__Description of the task__.
Print out all of the records exactly; no picture belongs in the result.

[Provided data — start]

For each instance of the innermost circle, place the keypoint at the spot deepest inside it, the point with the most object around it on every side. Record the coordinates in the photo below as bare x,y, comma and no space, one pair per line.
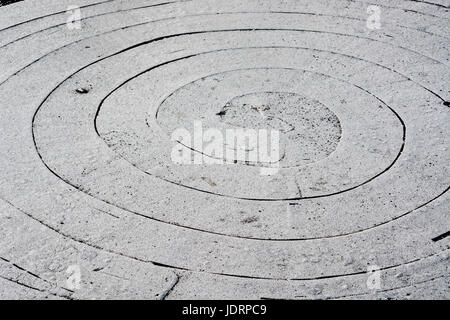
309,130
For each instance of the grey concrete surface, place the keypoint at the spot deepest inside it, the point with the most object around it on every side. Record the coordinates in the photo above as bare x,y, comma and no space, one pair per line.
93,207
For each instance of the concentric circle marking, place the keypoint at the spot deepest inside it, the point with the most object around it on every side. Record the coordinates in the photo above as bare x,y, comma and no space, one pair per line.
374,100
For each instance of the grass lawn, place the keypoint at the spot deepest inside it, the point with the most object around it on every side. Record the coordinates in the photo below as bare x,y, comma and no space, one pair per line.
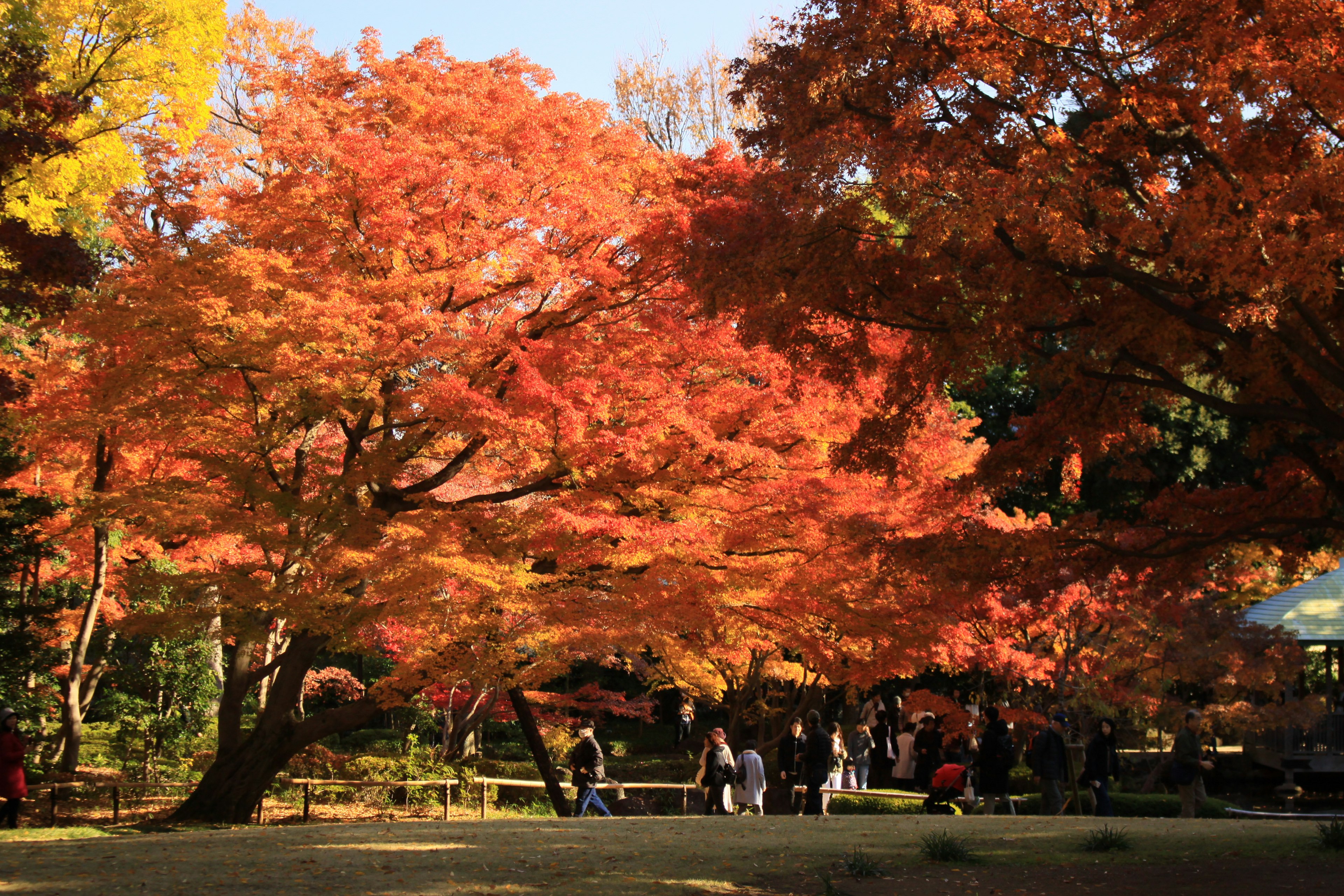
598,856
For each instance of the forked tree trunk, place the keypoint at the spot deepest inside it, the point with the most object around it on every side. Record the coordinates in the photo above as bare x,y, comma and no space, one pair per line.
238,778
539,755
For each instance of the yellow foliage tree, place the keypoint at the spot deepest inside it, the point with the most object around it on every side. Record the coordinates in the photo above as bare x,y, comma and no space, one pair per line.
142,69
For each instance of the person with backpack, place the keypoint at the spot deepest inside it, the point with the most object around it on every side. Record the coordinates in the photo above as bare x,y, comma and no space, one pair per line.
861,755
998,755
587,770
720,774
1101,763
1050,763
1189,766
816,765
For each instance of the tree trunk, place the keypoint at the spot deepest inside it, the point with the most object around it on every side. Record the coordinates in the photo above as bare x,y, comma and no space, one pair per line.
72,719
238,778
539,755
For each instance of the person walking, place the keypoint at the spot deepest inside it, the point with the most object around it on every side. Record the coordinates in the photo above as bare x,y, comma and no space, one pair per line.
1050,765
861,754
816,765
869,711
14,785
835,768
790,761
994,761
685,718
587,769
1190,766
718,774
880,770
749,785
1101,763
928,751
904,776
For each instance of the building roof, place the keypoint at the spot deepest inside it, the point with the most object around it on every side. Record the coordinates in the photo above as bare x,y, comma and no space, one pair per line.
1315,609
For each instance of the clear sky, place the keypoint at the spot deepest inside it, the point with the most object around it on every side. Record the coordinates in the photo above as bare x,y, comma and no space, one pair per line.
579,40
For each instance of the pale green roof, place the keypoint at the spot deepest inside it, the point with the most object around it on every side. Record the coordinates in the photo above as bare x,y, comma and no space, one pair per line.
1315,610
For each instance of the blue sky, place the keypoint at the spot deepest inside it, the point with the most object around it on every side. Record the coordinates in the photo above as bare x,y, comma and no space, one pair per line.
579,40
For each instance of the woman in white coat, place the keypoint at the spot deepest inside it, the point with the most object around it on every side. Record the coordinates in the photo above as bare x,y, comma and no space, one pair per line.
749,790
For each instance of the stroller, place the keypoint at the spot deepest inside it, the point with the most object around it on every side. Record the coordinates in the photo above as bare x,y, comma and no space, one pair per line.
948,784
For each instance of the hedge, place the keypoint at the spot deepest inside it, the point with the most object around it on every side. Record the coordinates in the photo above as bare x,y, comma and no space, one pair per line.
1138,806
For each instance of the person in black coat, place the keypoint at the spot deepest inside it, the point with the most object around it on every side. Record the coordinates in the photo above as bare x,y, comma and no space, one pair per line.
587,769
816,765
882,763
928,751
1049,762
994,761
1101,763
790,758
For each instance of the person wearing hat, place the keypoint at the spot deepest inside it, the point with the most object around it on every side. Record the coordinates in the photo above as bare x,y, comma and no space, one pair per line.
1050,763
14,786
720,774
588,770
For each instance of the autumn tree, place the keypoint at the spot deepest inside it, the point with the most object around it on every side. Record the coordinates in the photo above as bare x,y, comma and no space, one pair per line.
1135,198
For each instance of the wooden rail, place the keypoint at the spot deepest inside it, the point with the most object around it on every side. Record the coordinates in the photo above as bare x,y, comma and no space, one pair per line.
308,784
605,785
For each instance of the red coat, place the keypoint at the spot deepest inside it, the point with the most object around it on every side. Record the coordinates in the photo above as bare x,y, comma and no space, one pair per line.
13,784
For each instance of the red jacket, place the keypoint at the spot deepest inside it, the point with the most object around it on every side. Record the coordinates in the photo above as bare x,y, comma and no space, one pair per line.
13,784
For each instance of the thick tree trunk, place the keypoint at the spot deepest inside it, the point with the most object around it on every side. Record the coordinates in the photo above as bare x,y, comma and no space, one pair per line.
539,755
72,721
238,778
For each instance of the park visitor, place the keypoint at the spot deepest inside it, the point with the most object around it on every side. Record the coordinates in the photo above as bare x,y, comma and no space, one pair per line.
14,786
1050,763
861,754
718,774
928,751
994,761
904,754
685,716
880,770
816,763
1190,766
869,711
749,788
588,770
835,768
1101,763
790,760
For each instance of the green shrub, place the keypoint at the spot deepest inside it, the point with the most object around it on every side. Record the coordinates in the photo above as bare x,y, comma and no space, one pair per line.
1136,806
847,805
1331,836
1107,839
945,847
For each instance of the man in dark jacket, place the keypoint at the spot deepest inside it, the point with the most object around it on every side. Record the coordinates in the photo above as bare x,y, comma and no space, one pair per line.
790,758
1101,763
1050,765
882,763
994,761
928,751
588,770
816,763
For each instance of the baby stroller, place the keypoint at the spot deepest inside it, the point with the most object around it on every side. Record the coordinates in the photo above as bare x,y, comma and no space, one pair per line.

[Provided data — finish]

__Answer for the task__.
For each instance of the innermost circle, place the keypoint at the spot deepest inside it, the point with the most object around it on every side. Record the coordinates in the photo below as bare x,y, comma and no space, one pair per line.
309,130
For each instance of the grey concrete surface, place the keypoint at the spot deepest inside it, the point with the most object around it on every side. Record the coordinates in the photo above as bare x,y, comma and no space, one pair per line.
93,207
For each instance of the concentric circle marking, place the keypoint at the spot deepest inside it, the point with the most object around it on every side. Record the coordinates in the photo above as bare x,y, comma and no space, one pair per line.
374,100
For each instance of the grass lawn, place the keypoint at the spot deepest inside it, the point with the most object around it on every side. Record the coordinates in the photo below as bare x,y, comma and no space, one pair per line.
598,856
For each instance of the forked tree trunk, place the keypoint at the spot deepest inside it, the point with the most object around it on every side. Record the coordinates in the photo above as bare x,y, comma and no space, one pair per line.
238,778
539,755
For each instance of the yellow foliage tree, place the keypoint at the spot deepest inside it, the point with the most object around it on every side. Record the coordinates in the photo above as bare x,y, comma and no space, one pair per line.
142,69
For each instance of the person with backpack, place the keypoint at the spot deepest inside it, the point with the most object around it on every side. Record the coordinates in the photo above as bare x,y, comma and no space, one pair per line.
861,755
998,755
587,770
720,774
1101,763
1050,763
1189,766
816,765
For each instance of the tree trunk, place the keypoint at the spot deepest inside it, the point with the most object around it on every side. Record the coordinates in the photo above as bare x,y, comma and no space, one pair per line.
72,719
238,778
539,755
For each instance of the person walking, place the keypoint at the spot deepest inside it, the point with the most object around it on every side. Record the coordinates in the photo above as bare x,y, comma and no space, one pair per line.
1050,765
861,754
816,765
869,711
14,785
835,768
790,761
994,761
685,718
587,769
1190,766
718,774
880,770
749,785
1101,763
928,751
904,776
For each instance of the building roof, place the keypoint at the spot deepest inside it, the point with the most object around it on every side. Record the coordinates in the photo above as bare x,y, comma and no space, one pair per line.
1315,609
For each instance of the clear sky, place the keypoint at the spot deepest inside it, the point with the most object around it on every side. Record the coordinates in the photo above as bare x,y, comma and no space, one pair per line.
579,40
For each instance of the pale green roof, place the keypoint at the spot deepest inside it, the point with the most object around it on every side. Record the coordinates in the photo above as bare x,y, comma and no space, one pair per line.
1315,610
For each instance of the blue sky, place the keypoint at the spot deepest inside it, the point with the most object around it on every side. Record the coordinates in the photo above as bare x,y, comma and no space, one pair per line.
579,40
For each instance of the woman in white coat, place the keypoint at the spot deepest inside it, the point with the most object around it on every side. Record the coordinates in the photo above as bare x,y, comma and no space, one pair per line.
749,790
For each instance of the stroller, place the keypoint at the spot deepest inside it, the point with the most object around it on every side. Record the coordinates in the photo above as bare x,y, comma and no space, one pair per line.
948,784
For each instance of the hedge, place the keypoint at the spot deepest inside it, the point with the most object around it on every side. Record the coordinates in the photo above as bare x,y, comma and no space, one pair per line.
1138,806
For each instance of the person in black coat, place the keypoint at the spot deepest inside it, the point with the most object around it on every side. Record the coordinates in the photo above as bare x,y, comma and no space, one pair per line.
587,769
816,765
882,763
928,751
1049,762
994,761
1101,763
790,758
For each instance of the person wearing hat, place the keypoint at the spot deepest inside it, the point with the most object around it on every side. Record the coordinates in the photo above as bare x,y, comma and no space, one pair per line.
1050,763
14,786
720,774
588,770
For each instance of the autumn tree, place the keypoint at the spot deepest inside it, the point with the most object around it on every side. Record the coordinates in the photo above as bare x,y, comma and no space, one pair per line.
1135,198
For each instance of the wooden rail, place the keypoint at the spot deepest inside it, the point with the most object around it on every side. Record the coordinates in the photo above as bare x,y, comma and no space, one pair per line.
308,784
605,785
For each instance of the red coat, place the keypoint at the spot deepest inside it, the point with the most object around it on every side. Record the coordinates in the photo above as bare x,y, comma and no space, one pair per line.
13,784
For each instance of the red jacket, place the keypoint at the spot deepest inside it, the point with the most object around it on every side. Record the coordinates in the photo above as bare x,y, comma and no space, one pair per line.
13,784
For each instance of the thick tree trunk, place the keypoint at the spot deepest inside it, the point with the most object around it on every side. Record the coordinates in the photo above as bare x,y, comma and no space, one pair per line.
539,755
72,721
238,778
For each instance of the park visitor, place the keypoint at the spot deepest inside it, the point with the most object around it on every side. Record the coordinates in the photo above as bare x,y, comma and no space, one pair per line.
14,786
1050,763
861,754
718,774
928,751
994,761
904,754
685,716
880,770
816,763
1190,766
869,711
749,788
588,770
835,768
1101,763
790,760
For each instance of the green shrub, place the keypoint at the spot deepest inside it, the point with the most object around it on every side. Record the coordinates in the photo above as bare x,y, comma and no space, one pair per line.
1136,806
847,805
1331,836
1107,839
945,847
For each instance of the man in dark jacket, place the keypoint at the spot deepest inside it, the point with the most object around it on every side. Record the coordinates in the photo above as bare x,y, comma and no space, one pair per line.
790,758
1101,763
1050,765
882,763
994,761
928,751
588,770
816,763
For each instance of the baby stroller, place the keypoint at the spot deepest inside it, the point with the most object around it on every side. Record the coordinates in the photo above as bare x,y, comma and no space, one pair per line.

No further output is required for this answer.